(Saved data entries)
BEGIN

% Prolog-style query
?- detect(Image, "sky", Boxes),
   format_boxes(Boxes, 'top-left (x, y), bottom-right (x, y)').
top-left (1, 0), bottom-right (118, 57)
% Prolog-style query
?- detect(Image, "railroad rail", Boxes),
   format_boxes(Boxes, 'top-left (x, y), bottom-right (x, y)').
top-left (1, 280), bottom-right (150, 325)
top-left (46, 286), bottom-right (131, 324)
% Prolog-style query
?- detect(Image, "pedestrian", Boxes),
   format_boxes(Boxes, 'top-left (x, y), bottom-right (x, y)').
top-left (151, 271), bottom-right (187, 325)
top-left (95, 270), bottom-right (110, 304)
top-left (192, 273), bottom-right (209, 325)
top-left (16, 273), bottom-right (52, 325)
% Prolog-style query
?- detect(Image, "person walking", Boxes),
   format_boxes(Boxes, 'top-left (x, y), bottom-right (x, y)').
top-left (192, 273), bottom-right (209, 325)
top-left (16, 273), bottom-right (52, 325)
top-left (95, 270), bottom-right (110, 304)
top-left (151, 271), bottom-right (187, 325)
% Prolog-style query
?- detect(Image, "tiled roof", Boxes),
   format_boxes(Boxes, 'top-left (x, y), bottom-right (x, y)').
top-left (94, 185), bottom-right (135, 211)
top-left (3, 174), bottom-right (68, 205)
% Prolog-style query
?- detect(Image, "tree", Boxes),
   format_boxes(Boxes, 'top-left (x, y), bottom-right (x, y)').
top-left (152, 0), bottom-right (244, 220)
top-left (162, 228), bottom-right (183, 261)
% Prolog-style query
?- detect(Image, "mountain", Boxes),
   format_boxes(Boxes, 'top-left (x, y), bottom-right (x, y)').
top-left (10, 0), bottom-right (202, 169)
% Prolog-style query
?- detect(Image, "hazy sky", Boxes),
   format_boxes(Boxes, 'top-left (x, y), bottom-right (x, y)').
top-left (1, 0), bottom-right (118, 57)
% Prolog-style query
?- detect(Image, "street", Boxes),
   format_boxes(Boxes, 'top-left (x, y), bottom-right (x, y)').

END

▶ ACTIVITY
Your reply must contain each entry, reproduced exactly.

▶ RESULT
% Prolog-style query
?- detect(Image, "sky", Boxes),
   format_boxes(Boxes, 'top-left (x, y), bottom-right (x, y)').
top-left (1, 0), bottom-right (118, 57)
% Prolog-style query
?- detect(Image, "railroad rail", Boxes),
   format_boxes(Boxes, 'top-left (x, y), bottom-right (x, y)').
top-left (1, 280), bottom-right (150, 325)
top-left (46, 286), bottom-right (131, 324)
% Prolog-style query
?- detect(Image, "pedestrian", Boxes),
   format_boxes(Boxes, 'top-left (x, y), bottom-right (x, y)').
top-left (151, 271), bottom-right (187, 325)
top-left (95, 270), bottom-right (110, 304)
top-left (192, 273), bottom-right (209, 325)
top-left (16, 273), bottom-right (52, 325)
% Prolog-style query
?- detect(Image, "person walking", Boxes),
   format_boxes(Boxes, 'top-left (x, y), bottom-right (x, y)').
top-left (192, 273), bottom-right (209, 325)
top-left (16, 273), bottom-right (52, 325)
top-left (95, 270), bottom-right (110, 304)
top-left (151, 271), bottom-right (187, 325)
% Prolog-style query
?- detect(Image, "tiled roof", Boxes),
   format_boxes(Boxes, 'top-left (x, y), bottom-right (x, y)').
top-left (94, 185), bottom-right (135, 211)
top-left (3, 174), bottom-right (68, 205)
% Prolog-style query
?- detect(Image, "tree", Boxes),
   format_boxes(Boxes, 'top-left (x, y), bottom-right (x, y)').
top-left (152, 0), bottom-right (244, 220)
top-left (162, 228), bottom-right (183, 261)
% Prolog-style query
?- detect(Image, "mountain", Boxes),
   format_boxes(Boxes, 'top-left (x, y), bottom-right (x, y)').
top-left (10, 0), bottom-right (202, 169)
% Prolog-style query
?- detect(Image, "hazy sky", Boxes),
   format_boxes(Boxes, 'top-left (x, y), bottom-right (x, y)').
top-left (1, 0), bottom-right (118, 57)
% Prolog-style query
?- detect(Image, "street", Boxes),
   format_boxes(Boxes, 'top-left (x, y), bottom-right (x, y)').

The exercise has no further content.